▶ [Prompt] Reproduce exactly the lines from the line containing "the aircraft tire" through the end of the records below, including both ends, and nothing else.
○ ○ ○ ○
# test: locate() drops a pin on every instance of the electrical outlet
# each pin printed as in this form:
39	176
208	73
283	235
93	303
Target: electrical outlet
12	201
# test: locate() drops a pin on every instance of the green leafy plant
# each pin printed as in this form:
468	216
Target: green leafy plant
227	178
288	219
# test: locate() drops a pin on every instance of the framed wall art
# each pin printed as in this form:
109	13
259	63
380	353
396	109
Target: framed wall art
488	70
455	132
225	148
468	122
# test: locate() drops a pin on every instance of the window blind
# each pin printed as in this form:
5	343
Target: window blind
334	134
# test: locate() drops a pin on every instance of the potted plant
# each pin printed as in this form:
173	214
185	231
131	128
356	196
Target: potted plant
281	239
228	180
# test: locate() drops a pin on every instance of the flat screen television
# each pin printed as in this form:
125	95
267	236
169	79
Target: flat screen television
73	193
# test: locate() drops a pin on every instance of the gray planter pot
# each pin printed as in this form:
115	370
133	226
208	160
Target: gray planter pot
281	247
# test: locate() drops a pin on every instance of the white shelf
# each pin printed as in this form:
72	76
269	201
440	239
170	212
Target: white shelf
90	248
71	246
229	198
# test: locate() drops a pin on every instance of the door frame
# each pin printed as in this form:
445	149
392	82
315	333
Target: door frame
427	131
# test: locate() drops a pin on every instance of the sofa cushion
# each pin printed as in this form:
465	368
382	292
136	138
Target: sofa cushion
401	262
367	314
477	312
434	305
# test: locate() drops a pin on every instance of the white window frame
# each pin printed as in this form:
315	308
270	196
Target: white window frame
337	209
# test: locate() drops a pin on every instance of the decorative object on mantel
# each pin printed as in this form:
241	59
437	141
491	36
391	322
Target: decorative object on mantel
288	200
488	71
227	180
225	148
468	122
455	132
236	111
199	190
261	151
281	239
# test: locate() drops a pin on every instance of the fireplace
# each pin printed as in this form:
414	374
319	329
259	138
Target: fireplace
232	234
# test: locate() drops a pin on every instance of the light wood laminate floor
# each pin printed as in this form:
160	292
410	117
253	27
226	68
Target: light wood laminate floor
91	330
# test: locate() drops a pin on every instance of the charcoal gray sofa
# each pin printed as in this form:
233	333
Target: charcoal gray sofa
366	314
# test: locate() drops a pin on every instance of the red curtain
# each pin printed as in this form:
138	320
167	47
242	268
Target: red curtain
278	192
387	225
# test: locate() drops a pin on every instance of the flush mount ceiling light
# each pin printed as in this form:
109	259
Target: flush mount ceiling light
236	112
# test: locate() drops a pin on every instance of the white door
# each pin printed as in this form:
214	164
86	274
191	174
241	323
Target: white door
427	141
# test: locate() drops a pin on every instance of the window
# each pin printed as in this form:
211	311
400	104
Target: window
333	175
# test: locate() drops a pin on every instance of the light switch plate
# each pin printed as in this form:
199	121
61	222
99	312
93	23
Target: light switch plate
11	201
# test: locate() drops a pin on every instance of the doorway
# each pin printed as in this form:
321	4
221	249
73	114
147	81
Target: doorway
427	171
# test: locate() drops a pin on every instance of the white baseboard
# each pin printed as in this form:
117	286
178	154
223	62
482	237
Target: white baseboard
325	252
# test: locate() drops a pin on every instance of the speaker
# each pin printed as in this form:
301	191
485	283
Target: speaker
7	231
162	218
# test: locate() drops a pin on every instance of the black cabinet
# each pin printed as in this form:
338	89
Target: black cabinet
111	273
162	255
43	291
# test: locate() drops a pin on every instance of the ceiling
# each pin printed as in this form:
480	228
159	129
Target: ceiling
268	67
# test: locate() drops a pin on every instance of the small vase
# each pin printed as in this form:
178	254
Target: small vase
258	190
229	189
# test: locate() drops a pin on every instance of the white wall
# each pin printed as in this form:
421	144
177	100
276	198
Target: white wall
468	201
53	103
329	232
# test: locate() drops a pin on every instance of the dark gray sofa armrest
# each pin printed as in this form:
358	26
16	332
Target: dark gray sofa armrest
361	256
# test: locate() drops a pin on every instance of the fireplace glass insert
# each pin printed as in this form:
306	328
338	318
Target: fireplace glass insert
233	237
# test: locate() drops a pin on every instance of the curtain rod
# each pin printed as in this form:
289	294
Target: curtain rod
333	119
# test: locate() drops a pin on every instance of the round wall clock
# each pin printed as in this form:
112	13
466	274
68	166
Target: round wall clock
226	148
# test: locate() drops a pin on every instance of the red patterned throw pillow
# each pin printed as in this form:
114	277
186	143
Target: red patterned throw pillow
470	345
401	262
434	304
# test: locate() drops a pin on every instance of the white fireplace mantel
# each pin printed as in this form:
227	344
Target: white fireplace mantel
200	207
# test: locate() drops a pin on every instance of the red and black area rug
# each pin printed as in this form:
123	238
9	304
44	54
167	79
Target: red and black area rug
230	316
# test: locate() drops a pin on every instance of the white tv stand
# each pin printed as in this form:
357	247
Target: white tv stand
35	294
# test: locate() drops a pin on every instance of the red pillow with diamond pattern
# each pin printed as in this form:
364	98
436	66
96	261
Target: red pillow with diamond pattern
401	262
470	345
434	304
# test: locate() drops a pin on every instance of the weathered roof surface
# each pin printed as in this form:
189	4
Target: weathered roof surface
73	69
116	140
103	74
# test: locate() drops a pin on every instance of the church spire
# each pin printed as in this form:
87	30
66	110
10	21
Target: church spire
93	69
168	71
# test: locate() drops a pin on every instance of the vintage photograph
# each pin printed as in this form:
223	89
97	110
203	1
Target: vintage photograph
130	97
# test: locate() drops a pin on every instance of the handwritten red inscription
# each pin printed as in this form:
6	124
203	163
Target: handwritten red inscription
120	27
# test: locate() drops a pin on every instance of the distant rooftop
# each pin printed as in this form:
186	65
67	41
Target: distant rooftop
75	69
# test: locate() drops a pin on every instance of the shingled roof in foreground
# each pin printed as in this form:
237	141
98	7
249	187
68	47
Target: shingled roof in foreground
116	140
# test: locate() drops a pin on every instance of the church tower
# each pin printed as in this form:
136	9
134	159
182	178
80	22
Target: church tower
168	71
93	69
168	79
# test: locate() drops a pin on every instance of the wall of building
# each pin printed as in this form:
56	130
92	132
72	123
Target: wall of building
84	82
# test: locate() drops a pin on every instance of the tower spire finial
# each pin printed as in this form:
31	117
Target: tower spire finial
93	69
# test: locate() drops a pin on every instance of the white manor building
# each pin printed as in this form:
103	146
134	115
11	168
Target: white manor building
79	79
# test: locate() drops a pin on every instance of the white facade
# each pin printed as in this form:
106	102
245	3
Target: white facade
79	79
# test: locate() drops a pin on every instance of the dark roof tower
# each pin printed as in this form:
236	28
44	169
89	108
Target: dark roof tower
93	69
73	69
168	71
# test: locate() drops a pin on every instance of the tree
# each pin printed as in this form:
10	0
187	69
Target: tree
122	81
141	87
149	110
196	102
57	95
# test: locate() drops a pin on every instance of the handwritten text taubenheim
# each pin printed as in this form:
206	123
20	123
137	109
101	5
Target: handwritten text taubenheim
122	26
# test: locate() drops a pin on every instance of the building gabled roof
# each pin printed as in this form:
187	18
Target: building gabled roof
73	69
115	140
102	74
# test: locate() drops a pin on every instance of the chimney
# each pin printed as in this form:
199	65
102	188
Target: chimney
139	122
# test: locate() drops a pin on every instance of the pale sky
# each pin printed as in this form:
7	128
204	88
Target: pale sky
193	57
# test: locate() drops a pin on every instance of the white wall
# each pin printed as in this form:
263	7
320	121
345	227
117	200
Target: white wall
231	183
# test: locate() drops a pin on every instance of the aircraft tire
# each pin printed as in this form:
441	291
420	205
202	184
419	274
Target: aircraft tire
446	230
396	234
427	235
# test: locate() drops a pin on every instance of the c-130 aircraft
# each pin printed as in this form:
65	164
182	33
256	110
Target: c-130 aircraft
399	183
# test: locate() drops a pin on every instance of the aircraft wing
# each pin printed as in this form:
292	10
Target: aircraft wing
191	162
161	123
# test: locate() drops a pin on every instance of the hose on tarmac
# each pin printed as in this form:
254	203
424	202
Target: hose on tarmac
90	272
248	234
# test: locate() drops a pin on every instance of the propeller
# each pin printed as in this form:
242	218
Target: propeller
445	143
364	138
○ ○ ○ ○
▶ [Answer to the task]
# test: locate() drops a pin on every instance of the aircraft tire
# each pin printed as in this form:
441	291
420	205
202	184
419	274
Target: aircraft tire
446	230
396	234
427	235
# test: locate() drops a pin on every instance of the c-130 aircraft
# each pin printed as in this form:
65	164
182	33
256	110
Target: c-130 aircraft
399	183
# test: locate() drops a pin on every instance of the aircraft wing
# each pin printed as in this form:
292	10
Target: aircraft wing
191	162
161	123
# test: locate() drops a pin on every instance of the hose on tarmac
# each pin printed as in this form:
254	203
424	202
Target: hose on tarmac
90	272
248	234
# test: locate() drops a pin on every instance of the propeller
# each pin printed as in this form:
242	218
Target: propeller
445	143
364	138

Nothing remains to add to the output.